**ВЫПОЛНИТЕ ЗАДАНИЯ:**
A. Ответьте на вопросы по тексту об острове Горе:
(i) Сколько человек живет на острове сейчас?
(ii) Во что превращен форт Святого Франциска?
(iii) Что растет вокруг церкви Святого Карла?
B. Продолжите текст об острове Горе с того места, где он заканчивается.

Ныне остров пустеет. И раньше население его то увеличивалось, то уменьшалось… Свирепствовали, унося сотни жизней, эпидемии желтой лихорадки, бесконечные сражения заставляли горейцев переселяться в более безопасные места, в Сен-Луи, например. А потом на Зеленом Мысу появились города Дакар, Рюфиск, и поток переселенцев двинулся в этом направлении… Ныне на острове Горе живет около тысячи человек, причем работают они в основном в Дакаре…
А форт Святого Франциска превращен в тюрьму: в ней содержатся мелкие уголовники, которые днем свободно расхаживают по острову, убирают улицы, поливают деревья… Собственно, закованный в камень остров Горе и был на протяжении трех или четырех столетий тюрьмой.
Мсье Диань говорит нам, что мы уже осмотрели все главные достопримечательности острова. Он предлагает нам полюбоваться квадратными башнями церкви Святого Карла, вокруг которой растут высокие кокосовые пальмы, и приглашает обедать.

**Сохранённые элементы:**
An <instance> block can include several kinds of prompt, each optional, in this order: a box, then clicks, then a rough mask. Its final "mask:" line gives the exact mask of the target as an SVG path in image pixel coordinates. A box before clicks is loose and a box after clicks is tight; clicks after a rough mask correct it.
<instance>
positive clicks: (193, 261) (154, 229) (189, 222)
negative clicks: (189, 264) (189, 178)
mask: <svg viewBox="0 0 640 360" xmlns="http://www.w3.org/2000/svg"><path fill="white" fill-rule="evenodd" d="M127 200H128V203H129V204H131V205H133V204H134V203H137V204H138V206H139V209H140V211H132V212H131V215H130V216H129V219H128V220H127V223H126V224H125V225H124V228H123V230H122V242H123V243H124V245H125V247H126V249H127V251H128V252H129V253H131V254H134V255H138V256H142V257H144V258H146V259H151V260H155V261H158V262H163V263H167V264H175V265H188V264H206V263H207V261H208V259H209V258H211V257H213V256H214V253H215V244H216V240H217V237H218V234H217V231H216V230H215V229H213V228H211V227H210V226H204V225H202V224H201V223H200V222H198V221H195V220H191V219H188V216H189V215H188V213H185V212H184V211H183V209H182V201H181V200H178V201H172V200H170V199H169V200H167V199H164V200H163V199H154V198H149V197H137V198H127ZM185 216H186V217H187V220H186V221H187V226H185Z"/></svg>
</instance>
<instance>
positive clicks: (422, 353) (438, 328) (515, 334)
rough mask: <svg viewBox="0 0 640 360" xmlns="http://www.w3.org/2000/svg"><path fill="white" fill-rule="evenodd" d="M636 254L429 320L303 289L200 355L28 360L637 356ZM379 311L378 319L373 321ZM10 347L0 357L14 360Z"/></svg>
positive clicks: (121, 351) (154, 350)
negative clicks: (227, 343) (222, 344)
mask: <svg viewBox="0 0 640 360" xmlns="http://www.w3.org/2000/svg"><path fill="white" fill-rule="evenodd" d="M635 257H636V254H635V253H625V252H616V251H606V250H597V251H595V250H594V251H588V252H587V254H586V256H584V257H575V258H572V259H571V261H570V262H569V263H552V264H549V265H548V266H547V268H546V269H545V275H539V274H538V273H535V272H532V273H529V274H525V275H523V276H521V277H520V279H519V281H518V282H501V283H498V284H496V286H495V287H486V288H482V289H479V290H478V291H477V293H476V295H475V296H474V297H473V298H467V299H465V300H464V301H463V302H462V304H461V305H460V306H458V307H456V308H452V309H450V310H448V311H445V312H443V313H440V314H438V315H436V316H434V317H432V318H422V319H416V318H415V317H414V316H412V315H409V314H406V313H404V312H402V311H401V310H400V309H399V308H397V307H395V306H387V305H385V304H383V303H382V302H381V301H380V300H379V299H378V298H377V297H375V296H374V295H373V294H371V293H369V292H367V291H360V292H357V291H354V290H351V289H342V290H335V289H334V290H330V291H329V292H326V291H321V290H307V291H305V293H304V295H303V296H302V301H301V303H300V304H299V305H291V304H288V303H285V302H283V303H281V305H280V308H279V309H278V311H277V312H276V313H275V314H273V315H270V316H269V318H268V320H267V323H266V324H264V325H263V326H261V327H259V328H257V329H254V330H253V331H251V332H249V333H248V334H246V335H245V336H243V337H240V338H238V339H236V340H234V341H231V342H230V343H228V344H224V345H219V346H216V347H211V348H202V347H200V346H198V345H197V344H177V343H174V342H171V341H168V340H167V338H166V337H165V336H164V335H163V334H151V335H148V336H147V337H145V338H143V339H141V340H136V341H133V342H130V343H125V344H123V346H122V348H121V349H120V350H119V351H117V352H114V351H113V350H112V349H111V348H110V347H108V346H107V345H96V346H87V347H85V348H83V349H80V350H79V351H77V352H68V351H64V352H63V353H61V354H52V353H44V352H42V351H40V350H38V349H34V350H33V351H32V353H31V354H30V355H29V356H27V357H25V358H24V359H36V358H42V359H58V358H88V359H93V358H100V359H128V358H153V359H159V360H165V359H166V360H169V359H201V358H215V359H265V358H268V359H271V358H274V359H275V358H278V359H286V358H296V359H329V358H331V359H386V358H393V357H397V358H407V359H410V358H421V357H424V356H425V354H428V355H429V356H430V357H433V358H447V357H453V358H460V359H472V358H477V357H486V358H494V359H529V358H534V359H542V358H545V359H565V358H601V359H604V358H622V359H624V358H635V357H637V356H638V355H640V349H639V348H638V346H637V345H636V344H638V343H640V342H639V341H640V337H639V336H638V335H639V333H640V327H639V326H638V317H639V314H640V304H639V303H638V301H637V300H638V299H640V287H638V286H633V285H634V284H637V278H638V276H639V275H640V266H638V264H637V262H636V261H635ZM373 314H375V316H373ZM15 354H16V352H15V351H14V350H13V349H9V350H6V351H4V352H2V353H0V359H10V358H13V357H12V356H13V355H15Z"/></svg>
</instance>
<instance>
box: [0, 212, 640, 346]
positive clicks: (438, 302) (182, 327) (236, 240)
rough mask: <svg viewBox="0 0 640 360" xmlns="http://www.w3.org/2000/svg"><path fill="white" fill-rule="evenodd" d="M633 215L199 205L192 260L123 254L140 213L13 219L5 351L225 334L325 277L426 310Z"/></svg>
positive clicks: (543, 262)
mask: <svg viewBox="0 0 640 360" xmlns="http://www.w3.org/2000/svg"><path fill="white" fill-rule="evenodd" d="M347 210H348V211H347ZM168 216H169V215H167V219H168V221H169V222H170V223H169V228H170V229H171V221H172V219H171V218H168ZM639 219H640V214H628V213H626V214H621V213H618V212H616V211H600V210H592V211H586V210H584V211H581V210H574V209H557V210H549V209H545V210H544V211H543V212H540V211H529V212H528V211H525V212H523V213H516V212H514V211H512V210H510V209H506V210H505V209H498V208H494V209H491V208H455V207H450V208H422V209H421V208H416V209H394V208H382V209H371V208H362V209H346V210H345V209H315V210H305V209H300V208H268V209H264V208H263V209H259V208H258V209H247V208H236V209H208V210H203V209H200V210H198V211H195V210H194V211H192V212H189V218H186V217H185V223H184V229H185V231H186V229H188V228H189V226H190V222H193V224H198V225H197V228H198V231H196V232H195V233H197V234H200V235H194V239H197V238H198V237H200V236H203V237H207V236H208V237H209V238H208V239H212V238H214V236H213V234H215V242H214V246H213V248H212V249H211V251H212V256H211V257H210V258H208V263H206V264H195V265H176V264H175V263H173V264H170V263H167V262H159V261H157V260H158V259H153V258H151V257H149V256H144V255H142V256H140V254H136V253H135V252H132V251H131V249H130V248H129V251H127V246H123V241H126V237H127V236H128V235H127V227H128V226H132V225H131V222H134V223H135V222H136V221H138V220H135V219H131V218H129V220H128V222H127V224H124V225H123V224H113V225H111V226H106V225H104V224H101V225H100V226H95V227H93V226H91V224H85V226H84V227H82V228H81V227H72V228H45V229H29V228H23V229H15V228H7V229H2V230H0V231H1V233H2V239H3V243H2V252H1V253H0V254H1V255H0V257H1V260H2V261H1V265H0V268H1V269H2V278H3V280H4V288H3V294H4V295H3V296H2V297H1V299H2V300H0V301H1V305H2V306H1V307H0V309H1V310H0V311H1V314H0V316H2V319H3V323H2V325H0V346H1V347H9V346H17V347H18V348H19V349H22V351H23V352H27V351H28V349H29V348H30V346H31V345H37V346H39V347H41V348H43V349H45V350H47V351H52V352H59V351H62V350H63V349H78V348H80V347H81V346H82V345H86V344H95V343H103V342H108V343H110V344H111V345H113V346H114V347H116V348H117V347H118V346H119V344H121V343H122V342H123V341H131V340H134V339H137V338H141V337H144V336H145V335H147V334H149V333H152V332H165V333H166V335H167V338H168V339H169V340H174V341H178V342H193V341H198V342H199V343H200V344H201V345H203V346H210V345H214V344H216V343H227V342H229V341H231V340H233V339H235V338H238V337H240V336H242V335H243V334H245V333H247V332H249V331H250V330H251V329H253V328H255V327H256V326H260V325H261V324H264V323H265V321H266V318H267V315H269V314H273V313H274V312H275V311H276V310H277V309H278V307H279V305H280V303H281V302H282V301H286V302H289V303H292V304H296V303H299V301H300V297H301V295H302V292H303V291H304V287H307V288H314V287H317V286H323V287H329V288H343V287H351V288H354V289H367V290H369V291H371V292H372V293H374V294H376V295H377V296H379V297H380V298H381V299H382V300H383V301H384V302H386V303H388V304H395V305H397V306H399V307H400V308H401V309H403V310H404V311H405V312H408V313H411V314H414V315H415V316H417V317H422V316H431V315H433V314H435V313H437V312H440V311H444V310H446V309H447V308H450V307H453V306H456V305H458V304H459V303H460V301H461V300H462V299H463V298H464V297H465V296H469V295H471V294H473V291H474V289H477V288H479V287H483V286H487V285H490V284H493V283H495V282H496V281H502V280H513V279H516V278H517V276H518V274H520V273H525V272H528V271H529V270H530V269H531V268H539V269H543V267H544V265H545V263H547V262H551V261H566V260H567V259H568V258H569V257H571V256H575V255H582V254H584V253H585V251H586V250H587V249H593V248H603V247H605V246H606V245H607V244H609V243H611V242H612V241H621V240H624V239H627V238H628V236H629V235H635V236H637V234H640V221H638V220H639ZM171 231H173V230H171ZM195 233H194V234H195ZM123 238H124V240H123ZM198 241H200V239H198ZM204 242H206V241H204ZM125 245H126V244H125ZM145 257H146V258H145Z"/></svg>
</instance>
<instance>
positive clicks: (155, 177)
---
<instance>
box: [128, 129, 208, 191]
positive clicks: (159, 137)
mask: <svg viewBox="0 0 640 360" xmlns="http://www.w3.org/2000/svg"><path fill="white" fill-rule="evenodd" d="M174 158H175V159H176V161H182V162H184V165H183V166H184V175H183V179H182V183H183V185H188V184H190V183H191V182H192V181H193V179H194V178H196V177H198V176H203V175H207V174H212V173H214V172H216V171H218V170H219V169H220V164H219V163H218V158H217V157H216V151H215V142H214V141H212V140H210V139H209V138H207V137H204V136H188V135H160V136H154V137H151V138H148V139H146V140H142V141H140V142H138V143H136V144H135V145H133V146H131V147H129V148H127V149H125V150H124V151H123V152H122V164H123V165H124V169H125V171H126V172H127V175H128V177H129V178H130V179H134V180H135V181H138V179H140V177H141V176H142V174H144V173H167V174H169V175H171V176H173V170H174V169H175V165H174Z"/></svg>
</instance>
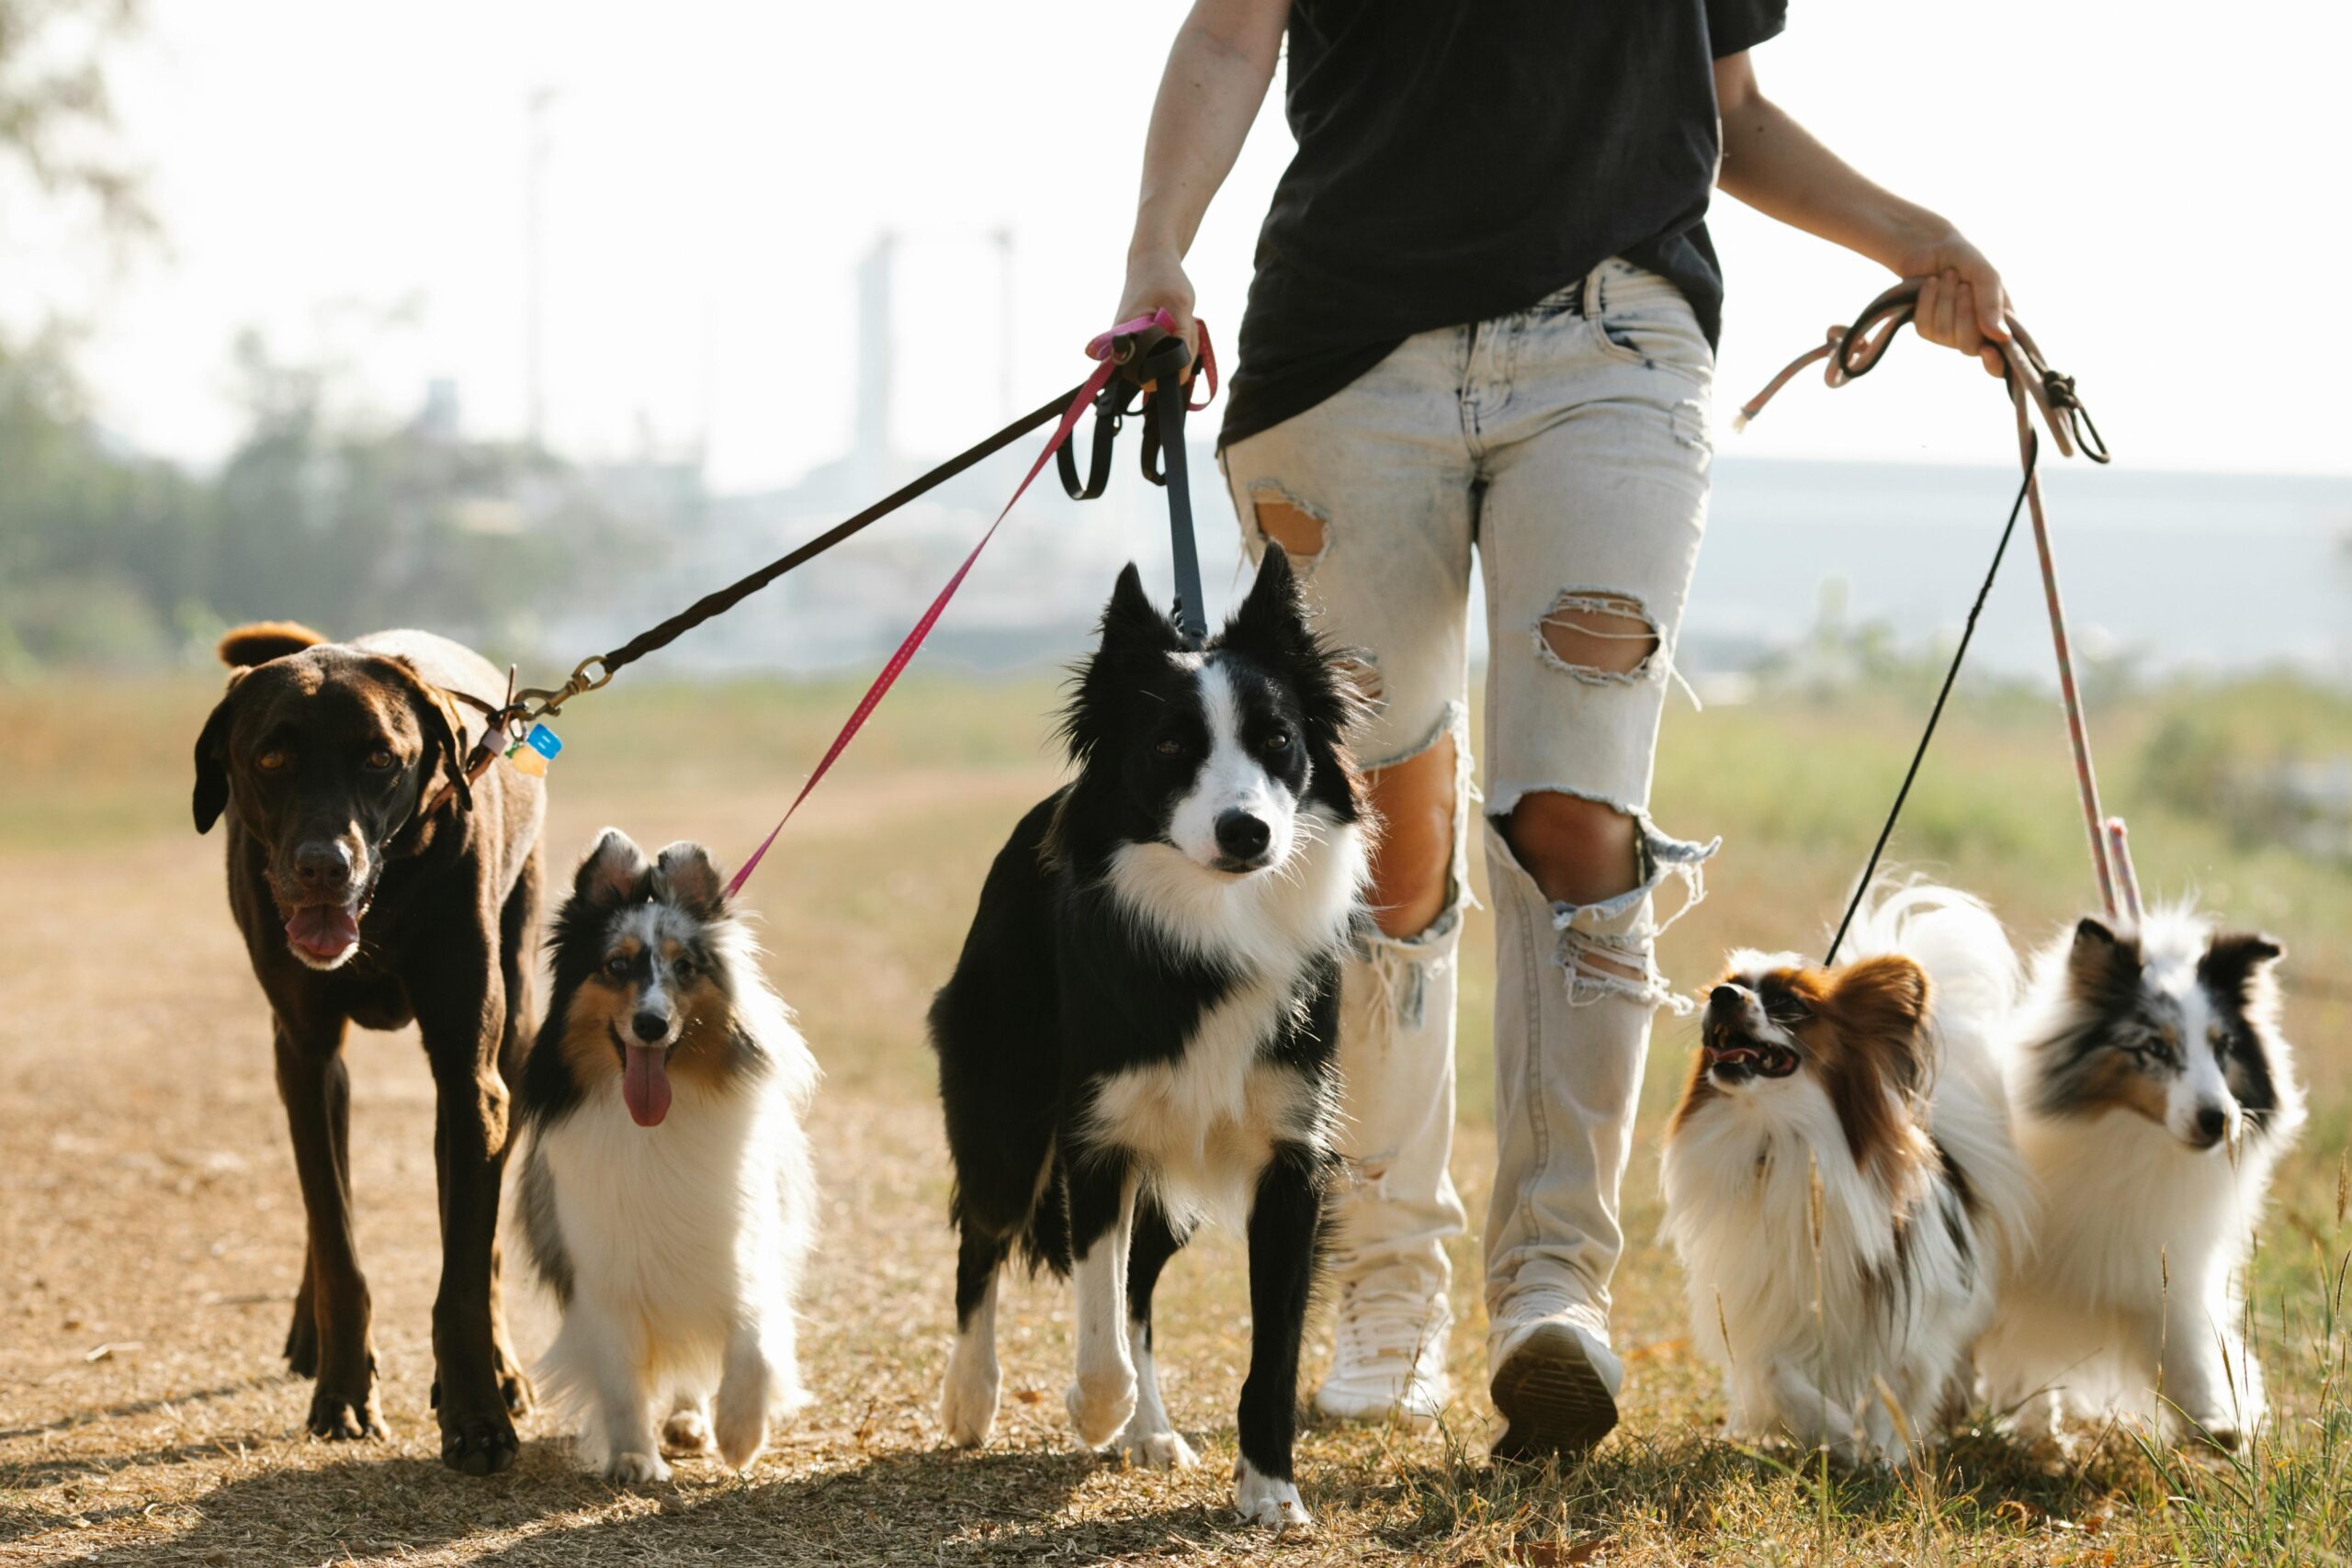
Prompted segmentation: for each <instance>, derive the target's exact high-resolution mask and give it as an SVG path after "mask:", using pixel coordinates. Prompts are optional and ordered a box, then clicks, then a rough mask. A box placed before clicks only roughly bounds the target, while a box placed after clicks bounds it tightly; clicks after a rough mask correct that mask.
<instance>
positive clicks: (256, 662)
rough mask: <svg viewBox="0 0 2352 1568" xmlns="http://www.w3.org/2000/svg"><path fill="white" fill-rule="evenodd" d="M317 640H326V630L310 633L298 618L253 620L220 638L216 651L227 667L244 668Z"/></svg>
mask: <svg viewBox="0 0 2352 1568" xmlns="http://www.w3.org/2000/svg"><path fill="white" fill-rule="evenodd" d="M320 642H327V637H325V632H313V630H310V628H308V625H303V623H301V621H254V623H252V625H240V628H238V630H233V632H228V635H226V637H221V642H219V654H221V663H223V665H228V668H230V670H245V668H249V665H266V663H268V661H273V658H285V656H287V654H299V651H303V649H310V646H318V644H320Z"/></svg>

**ОТВЕТЫ ПО ПУНКТАМ:**
A.
(i) Около тысячи человек.
(ii) В тюрьму.
(iii) Высокие кокосовые пальмы.

B.
Мы не возражаем против обеда, но мы еще не осмотрели возвышенную часть острова, не поднялись на базальтовое плато, с которого будто бы открывается великолепный вид на океан и африканский берег, не постояли у стен форта Святого Михаила…
Мсье Диань беспомощно разводит руками: базальтовое плато — это французская военная зона, и посторонние не имеют туда доступа… Вот оно что! И вот откуда — правильные округлые линии, четкие углы, так хорошо заметные издалека. С помощью бетона французы придали большую монолитность, прочность базальтовому плато, укрылись в глубине его, и, в сущности, современный Горе — сильно укрепленный форт, защищающий подступы к Дакару с моря, иностранная военная база у берегов освобождающейся Африки…
В нашей группе есть арабист-исламовед из Ташкента Мирзоев, и Мирзоеву совершенно необходимо повидать имама острова Горе. Мы отправляемся в гости к имаму, и по дороге Мирзоев предупреждает нас, что имаму не полагается принимать в своем доме иноверцев, тем более женщин, и просит нас учесть это немаловажное обстоятельство.
Мирзоев — ему роль мусульманина вполне по плечу — один поднимается по некрутой каменной лесенке в комнату имама. Он приветствует его согласно обычаю и говорит:
— Мы русские. Из России.
— Этого не может быть, — отвечает имам.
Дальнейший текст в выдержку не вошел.